DOCUMENT PASSAGE -
★ ★ ★ ★ ★ ★ ★

The idea that the existing market structure (e.g., many or few firms) inevitably leads to specific types of conduct by firms (e.g., pricing policies or mergers) which, in turn yield an industry’s performance (e.g., its efficiency in allocating resources and the profitability of the firms in it). Recently, however, some economists have begun to question the rigidity of linkages between an industry’s structure, its conduct, and its performance.
Contestable Markets
No firm with market power enjoys long-run economic profits unless competitors are precluded from entry. The theory of contestable markets pivots on the idea that competitive vigor is less related to the number of firms currently in an industry than to the ease of market access by other firms if prospects for economic profit exist.[1]
Contestable markets theory suggests that easy market entry can force even firms that are the sole current sellers of goods to produce the same output levels and set the same prices as would competitive firms.
Conventional market structure analysis assumes that the number of firms in an industry determines the extent of market power and, thus, the prices charged for output. Contestable markets theory turns this assumption on its head, arguing that the prices buyers are willing to pay for given amounts of goods determine the numbers of firms in an industry if outsiders are relatively free to enter the market. Even if a firm is the sole supplier in a market, that firm is forced to behave as if it were in competition if the market is "contestable." This theory identifies the absence of barriers to entry and exit as the motor that drives the allocative and productive efficiency of vigorous competition.
Critics argue that many significant barriers are natural (technological) and others result from the conscious strategies of incumbent firms. Building excess capacity is one way firms try to deter entry. Unused excess capacity may not harm existing rivals. If used, however, it may drive some incumbent firms to exit. One example would be building a new plant that raised industry output until all existing rivals suffered losses. Such a new plant (whether used or not) would clearly deter potential new entrants. Excess capacity might be one prong of a predatory strategy.

★ ★ ★ ★ ★ ★ ★

DATA SUPPLIED -
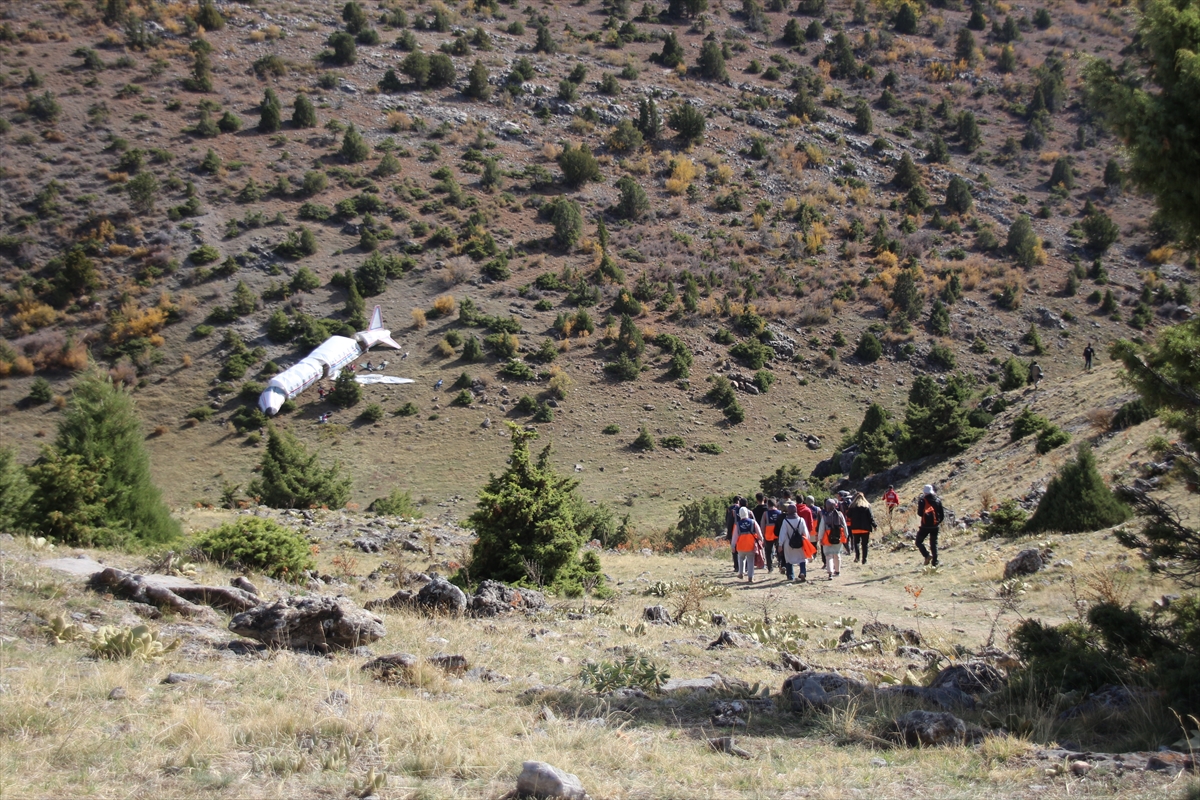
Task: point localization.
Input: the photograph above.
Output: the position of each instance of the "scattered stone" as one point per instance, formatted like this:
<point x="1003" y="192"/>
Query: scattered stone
<point x="917" y="728"/>
<point x="972" y="677"/>
<point x="1027" y="561"/>
<point x="310" y="623"/>
<point x="819" y="690"/>
<point x="725" y="745"/>
<point x="732" y="639"/>
<point x="657" y="614"/>
<point x="540" y="780"/>
<point x="495" y="597"/>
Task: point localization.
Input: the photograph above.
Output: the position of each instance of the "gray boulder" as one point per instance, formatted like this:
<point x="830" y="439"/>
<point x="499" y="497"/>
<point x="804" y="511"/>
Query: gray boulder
<point x="1027" y="561"/>
<point x="820" y="690"/>
<point x="540" y="780"/>
<point x="918" y="728"/>
<point x="495" y="599"/>
<point x="442" y="595"/>
<point x="316" y="623"/>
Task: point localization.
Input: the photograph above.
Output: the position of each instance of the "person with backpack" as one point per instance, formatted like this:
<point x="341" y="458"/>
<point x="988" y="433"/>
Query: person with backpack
<point x="795" y="548"/>
<point x="862" y="523"/>
<point x="929" y="509"/>
<point x="832" y="533"/>
<point x="749" y="539"/>
<point x="771" y="530"/>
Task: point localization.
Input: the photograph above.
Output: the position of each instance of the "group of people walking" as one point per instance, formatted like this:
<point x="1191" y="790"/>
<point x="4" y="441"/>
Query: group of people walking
<point x="797" y="530"/>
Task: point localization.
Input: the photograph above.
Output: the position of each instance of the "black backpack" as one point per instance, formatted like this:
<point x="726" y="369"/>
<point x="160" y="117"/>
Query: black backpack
<point x="795" y="539"/>
<point x="833" y="530"/>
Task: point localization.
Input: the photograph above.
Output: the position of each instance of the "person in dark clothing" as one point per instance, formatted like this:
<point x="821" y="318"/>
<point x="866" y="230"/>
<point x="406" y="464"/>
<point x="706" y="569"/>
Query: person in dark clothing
<point x="731" y="523"/>
<point x="929" y="509"/>
<point x="862" y="523"/>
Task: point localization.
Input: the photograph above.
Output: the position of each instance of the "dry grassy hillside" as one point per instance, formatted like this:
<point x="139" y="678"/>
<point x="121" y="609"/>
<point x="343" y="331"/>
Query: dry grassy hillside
<point x="89" y="107"/>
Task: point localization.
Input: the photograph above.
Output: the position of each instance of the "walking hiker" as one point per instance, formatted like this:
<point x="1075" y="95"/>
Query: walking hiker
<point x="749" y="539"/>
<point x="862" y="523"/>
<point x="731" y="523"/>
<point x="795" y="548"/>
<point x="832" y="533"/>
<point x="771" y="530"/>
<point x="929" y="509"/>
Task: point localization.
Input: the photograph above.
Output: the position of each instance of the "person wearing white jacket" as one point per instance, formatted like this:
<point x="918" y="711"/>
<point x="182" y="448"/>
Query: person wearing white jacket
<point x="792" y="524"/>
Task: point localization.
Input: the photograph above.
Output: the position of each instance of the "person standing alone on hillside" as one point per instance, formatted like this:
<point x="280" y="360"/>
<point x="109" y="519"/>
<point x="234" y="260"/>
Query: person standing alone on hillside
<point x="929" y="509"/>
<point x="862" y="523"/>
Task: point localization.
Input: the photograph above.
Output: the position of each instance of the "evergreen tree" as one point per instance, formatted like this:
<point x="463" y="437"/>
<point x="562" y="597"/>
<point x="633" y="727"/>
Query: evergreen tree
<point x="525" y="517"/>
<point x="1077" y="500"/>
<point x="102" y="433"/>
<point x="477" y="82"/>
<point x="354" y="146"/>
<point x="15" y="492"/>
<point x="648" y="122"/>
<point x="958" y="196"/>
<point x="907" y="175"/>
<point x="304" y="114"/>
<point x="712" y="62"/>
<point x="271" y="115"/>
<point x="291" y="477"/>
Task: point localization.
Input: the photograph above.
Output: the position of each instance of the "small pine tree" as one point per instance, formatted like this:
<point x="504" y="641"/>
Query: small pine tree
<point x="291" y="477"/>
<point x="304" y="114"/>
<point x="102" y="428"/>
<point x="907" y="175"/>
<point x="354" y="146"/>
<point x="525" y="517"/>
<point x="477" y="82"/>
<point x="1077" y="500"/>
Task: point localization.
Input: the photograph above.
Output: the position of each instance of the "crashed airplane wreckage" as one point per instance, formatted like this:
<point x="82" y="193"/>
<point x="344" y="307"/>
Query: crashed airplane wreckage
<point x="325" y="362"/>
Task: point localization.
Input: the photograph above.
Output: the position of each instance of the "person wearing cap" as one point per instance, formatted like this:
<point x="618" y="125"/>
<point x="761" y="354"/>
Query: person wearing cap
<point x="792" y="527"/>
<point x="832" y="533"/>
<point x="749" y="537"/>
<point x="862" y="523"/>
<point x="929" y="509"/>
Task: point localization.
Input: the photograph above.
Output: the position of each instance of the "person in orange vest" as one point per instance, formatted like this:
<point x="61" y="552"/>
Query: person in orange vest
<point x="795" y="548"/>
<point x="749" y="536"/>
<point x="892" y="499"/>
<point x="771" y="531"/>
<point x="862" y="523"/>
<point x="832" y="533"/>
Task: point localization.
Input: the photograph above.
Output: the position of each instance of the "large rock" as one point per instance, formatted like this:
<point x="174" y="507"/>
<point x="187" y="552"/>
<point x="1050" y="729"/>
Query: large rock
<point x="540" y="780"/>
<point x="1027" y="561"/>
<point x="442" y="595"/>
<point x="317" y="623"/>
<point x="971" y="677"/>
<point x="495" y="597"/>
<point x="917" y="728"/>
<point x="819" y="690"/>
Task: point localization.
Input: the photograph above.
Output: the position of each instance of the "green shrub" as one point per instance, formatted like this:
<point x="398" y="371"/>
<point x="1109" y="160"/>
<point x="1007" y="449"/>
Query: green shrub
<point x="1007" y="521"/>
<point x="1051" y="437"/>
<point x="1077" y="500"/>
<point x="645" y="441"/>
<point x="1027" y="422"/>
<point x="262" y="545"/>
<point x="396" y="504"/>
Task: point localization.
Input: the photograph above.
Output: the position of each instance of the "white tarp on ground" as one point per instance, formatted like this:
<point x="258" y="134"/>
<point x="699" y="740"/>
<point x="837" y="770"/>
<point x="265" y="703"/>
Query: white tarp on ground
<point x="367" y="379"/>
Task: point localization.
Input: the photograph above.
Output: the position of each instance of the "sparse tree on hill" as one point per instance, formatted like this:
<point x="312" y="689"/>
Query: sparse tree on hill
<point x="291" y="476"/>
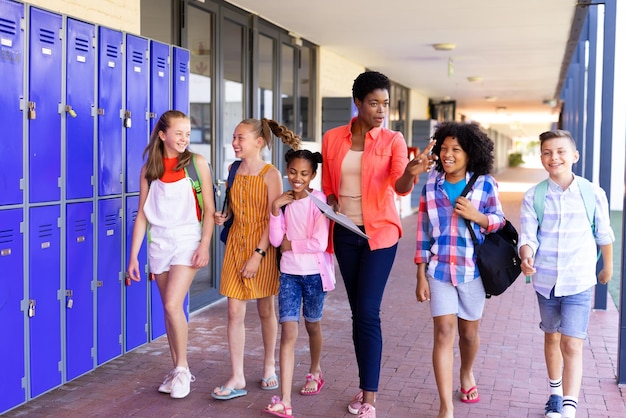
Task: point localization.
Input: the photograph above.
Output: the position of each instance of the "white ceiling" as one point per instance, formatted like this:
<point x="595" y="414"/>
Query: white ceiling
<point x="516" y="46"/>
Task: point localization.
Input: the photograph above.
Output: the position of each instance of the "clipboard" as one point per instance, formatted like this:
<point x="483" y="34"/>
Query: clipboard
<point x="339" y="218"/>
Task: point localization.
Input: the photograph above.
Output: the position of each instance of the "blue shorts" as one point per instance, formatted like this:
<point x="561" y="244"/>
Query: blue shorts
<point x="467" y="300"/>
<point x="296" y="291"/>
<point x="568" y="315"/>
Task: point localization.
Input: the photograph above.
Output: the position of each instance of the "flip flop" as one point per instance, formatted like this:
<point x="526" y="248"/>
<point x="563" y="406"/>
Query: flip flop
<point x="319" y="385"/>
<point x="233" y="393"/>
<point x="269" y="379"/>
<point x="287" y="411"/>
<point x="467" y="392"/>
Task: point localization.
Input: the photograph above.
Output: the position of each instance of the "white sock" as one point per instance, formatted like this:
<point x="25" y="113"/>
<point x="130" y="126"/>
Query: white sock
<point x="569" y="407"/>
<point x="556" y="387"/>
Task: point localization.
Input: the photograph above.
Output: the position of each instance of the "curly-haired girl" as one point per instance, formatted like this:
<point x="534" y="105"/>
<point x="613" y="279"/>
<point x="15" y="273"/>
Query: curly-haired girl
<point x="447" y="273"/>
<point x="249" y="270"/>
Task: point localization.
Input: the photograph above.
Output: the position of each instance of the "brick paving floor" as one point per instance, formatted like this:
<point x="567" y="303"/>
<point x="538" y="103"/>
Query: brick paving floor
<point x="509" y="367"/>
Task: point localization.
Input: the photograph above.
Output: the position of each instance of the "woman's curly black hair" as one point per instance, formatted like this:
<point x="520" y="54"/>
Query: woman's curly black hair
<point x="473" y="140"/>
<point x="314" y="158"/>
<point x="367" y="82"/>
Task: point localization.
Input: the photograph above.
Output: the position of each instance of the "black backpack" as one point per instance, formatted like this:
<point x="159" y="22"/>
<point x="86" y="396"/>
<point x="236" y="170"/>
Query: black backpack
<point x="496" y="258"/>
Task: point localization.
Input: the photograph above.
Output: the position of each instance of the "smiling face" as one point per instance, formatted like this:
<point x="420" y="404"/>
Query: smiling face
<point x="299" y="175"/>
<point x="374" y="107"/>
<point x="245" y="143"/>
<point x="558" y="155"/>
<point x="453" y="159"/>
<point x="176" y="137"/>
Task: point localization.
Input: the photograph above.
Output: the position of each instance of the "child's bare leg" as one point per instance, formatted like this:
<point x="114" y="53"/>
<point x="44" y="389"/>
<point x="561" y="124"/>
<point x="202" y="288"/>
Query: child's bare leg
<point x="469" y="342"/>
<point x="269" y="331"/>
<point x="443" y="361"/>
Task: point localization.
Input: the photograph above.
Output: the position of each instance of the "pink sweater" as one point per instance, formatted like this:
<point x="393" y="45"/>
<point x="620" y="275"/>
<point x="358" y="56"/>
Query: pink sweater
<point x="307" y="229"/>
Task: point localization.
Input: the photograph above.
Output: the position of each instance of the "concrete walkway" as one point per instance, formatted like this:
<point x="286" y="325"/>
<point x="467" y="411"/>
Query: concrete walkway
<point x="509" y="368"/>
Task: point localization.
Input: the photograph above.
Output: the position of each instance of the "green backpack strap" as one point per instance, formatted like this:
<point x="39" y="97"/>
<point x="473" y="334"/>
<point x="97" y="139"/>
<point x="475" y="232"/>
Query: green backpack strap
<point x="589" y="200"/>
<point x="191" y="171"/>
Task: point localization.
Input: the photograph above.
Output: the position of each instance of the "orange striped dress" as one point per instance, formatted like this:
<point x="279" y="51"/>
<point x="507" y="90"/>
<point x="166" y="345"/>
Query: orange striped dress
<point x="248" y="201"/>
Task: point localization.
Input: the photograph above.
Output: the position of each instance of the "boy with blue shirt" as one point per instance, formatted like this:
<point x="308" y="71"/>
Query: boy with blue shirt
<point x="560" y="255"/>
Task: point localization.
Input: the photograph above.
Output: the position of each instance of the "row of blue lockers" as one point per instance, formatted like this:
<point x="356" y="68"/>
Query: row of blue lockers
<point x="77" y="104"/>
<point x="70" y="81"/>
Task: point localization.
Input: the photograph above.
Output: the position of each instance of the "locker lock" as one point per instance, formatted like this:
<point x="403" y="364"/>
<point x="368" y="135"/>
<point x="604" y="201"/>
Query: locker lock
<point x="70" y="299"/>
<point x="32" y="113"/>
<point x="71" y="111"/>
<point x="31" y="308"/>
<point x="127" y="120"/>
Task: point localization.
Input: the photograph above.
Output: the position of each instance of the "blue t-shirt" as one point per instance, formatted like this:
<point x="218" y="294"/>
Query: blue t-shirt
<point x="453" y="190"/>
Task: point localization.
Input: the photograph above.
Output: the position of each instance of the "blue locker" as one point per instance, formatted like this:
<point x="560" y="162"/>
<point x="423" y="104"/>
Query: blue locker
<point x="136" y="293"/>
<point x="109" y="284"/>
<point x="157" y="316"/>
<point x="44" y="127"/>
<point x="44" y="310"/>
<point x="110" y="72"/>
<point x="79" y="334"/>
<point x="159" y="81"/>
<point x="12" y="76"/>
<point x="11" y="315"/>
<point x="180" y="81"/>
<point x="137" y="87"/>
<point x="80" y="102"/>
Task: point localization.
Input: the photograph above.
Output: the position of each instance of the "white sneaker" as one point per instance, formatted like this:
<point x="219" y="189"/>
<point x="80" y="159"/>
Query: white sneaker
<point x="166" y="386"/>
<point x="180" y="386"/>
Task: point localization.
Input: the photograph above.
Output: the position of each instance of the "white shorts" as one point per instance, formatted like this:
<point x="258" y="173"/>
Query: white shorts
<point x="467" y="300"/>
<point x="172" y="246"/>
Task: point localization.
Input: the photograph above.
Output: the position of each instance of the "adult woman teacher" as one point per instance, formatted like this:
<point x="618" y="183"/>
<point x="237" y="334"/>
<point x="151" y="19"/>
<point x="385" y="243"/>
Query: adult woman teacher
<point x="364" y="166"/>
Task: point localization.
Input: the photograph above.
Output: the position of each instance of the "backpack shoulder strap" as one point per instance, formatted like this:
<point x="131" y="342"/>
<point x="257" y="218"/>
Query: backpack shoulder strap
<point x="539" y="199"/>
<point x="232" y="172"/>
<point x="589" y="200"/>
<point x="191" y="170"/>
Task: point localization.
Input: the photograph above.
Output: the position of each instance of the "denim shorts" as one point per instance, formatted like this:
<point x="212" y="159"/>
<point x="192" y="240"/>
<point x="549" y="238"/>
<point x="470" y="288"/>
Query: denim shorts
<point x="568" y="315"/>
<point x="467" y="300"/>
<point x="300" y="291"/>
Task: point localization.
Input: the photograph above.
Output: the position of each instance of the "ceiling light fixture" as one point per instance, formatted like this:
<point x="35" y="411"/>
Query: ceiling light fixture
<point x="474" y="79"/>
<point x="446" y="46"/>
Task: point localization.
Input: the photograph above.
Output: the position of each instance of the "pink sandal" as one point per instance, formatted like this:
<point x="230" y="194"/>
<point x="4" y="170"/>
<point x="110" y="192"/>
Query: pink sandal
<point x="287" y="411"/>
<point x="319" y="384"/>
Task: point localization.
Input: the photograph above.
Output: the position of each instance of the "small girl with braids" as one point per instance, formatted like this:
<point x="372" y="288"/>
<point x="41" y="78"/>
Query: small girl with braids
<point x="301" y="230"/>
<point x="249" y="270"/>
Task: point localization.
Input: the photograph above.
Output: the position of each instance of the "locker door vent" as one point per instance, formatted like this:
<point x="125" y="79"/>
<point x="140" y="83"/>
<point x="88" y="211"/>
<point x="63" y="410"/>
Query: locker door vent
<point x="112" y="51"/>
<point x="7" y="236"/>
<point x="137" y="57"/>
<point x="161" y="62"/>
<point x="80" y="225"/>
<point x="111" y="220"/>
<point x="8" y="26"/>
<point x="45" y="230"/>
<point x="82" y="44"/>
<point x="46" y="36"/>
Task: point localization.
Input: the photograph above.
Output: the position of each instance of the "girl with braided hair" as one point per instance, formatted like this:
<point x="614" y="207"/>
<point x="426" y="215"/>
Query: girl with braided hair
<point x="249" y="271"/>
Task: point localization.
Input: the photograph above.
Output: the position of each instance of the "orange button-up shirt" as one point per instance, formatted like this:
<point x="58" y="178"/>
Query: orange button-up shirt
<point x="385" y="157"/>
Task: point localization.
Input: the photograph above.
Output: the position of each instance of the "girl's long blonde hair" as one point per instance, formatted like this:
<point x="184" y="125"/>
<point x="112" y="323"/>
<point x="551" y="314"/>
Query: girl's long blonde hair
<point x="154" y="163"/>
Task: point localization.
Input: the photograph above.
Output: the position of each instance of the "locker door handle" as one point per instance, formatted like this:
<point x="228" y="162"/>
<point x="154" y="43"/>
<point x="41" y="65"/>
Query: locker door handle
<point x="71" y="111"/>
<point x="31" y="307"/>
<point x="32" y="113"/>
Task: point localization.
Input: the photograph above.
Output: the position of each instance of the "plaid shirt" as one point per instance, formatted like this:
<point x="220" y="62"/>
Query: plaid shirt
<point x="443" y="240"/>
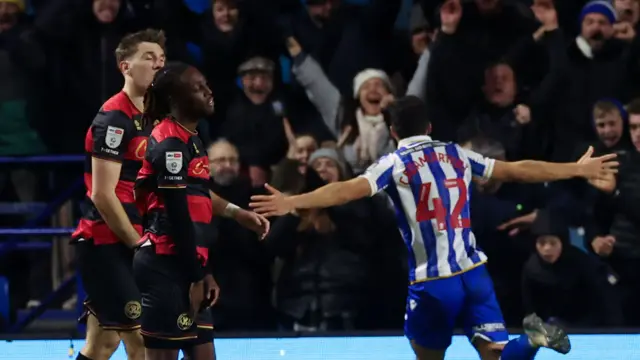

★ ★ ★ ★ ★ ★ ★

TASKS TO CARRY OUT -
**a.** Reword the economics passage from "The idea that the" up to and including "and its performance.", replacing "performance" with "outcomes".
**b.** According to the economics passage, what does contestable markets theory identify as the motor that drives the allocative and productive efficiency of vigorous competition?

RESPONSE LIST -
**a.**
The idea that the existing market structure (e.g., many or few firms) inevitably leads to specific types of conduct by firms (e.g., pricing policies or mergers) which, in turn yield an industry’s outcomes (e.g., its efficiency in allocating resources and the profitability of the firms in it). Recently, however, some economists have begun to question the rigidity of linkages between an industry’s structure, its conduct, and its outcomes.

**b.** The absence of barriers to entry and exit.